Physician-Led Healthcare Reform: a New Approach to Medicare for All (2020)

Because of the high cost of health insurance, driven by the underlying cost of healthcare, political pressure is rising to move to national health insurance, perhaps in the form of Medicare for All. The COVID-19 pandemic is further showing the need for Medicare for All, as millions of people lose their jobs and their health insurance. 

But even if Medicare for All became the law of the land, it would not solve the underlying problems in the U.S. healthcare system. While a single payer system might reduce health spending 10% by cutting administrative costs, that would be a one-time saving. After that, health costs would resume their upward trajectory, which is consistently higher than the growth in GDP or workers’ wages. 

Medicare for All advocates also propose to slow the growth in health costs by negotiating lower rates with healthcare providers. As a result, doctors and hospitals would likely earn little more than Medicare rates, which would have a deleterious effect on their incomes and on many physicians’ desire to stay in practice.

This book argues that a massive restructuring of the care delivery system could create financial incentives for healthcare providers to reduce healthcare waste, which has been estimated to be up to a third of total spending. The only players in a position to eliminate waste without hurting patient care are physicians, because only they know which services are wasteful.

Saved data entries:

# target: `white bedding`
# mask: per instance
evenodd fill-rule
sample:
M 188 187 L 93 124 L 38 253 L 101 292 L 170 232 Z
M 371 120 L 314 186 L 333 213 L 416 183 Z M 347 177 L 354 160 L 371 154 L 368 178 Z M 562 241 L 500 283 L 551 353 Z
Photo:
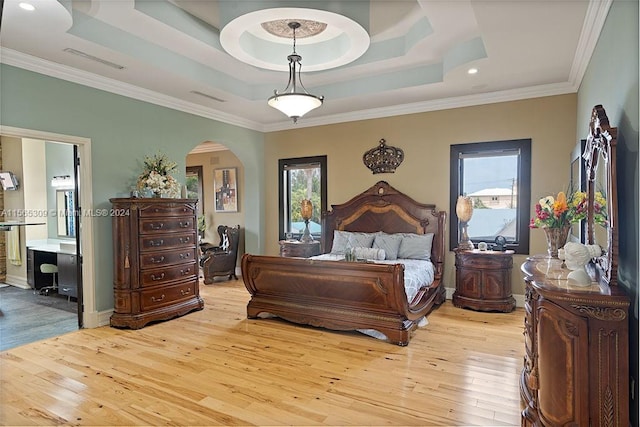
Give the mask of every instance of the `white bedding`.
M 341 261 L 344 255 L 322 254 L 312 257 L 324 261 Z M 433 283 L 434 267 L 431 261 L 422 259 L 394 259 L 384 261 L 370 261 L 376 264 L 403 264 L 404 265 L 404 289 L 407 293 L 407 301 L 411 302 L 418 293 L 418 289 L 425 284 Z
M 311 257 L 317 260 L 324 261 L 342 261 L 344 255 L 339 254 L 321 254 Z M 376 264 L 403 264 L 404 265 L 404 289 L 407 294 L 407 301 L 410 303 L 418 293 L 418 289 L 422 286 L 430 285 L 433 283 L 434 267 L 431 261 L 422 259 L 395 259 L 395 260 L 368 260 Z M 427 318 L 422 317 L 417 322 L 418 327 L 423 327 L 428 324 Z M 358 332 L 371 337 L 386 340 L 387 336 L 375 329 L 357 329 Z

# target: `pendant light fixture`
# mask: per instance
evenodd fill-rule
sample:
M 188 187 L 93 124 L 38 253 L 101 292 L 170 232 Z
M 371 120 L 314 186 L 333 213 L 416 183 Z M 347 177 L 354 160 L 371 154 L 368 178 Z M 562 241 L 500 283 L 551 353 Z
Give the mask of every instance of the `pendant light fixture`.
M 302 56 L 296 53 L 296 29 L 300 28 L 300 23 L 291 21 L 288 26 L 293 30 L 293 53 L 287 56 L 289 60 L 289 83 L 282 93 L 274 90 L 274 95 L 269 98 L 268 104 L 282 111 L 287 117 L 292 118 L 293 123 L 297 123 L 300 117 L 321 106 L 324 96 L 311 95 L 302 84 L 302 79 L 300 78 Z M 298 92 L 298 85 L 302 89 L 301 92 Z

Task statement: In the text on physician-led healthcare reform, why are physicians the only players who can eliminate healthcare waste without hurting patient care? Answer in one to three sentences.

Exercise response: Physicians are the only players in that position because only they know which services are wasteful.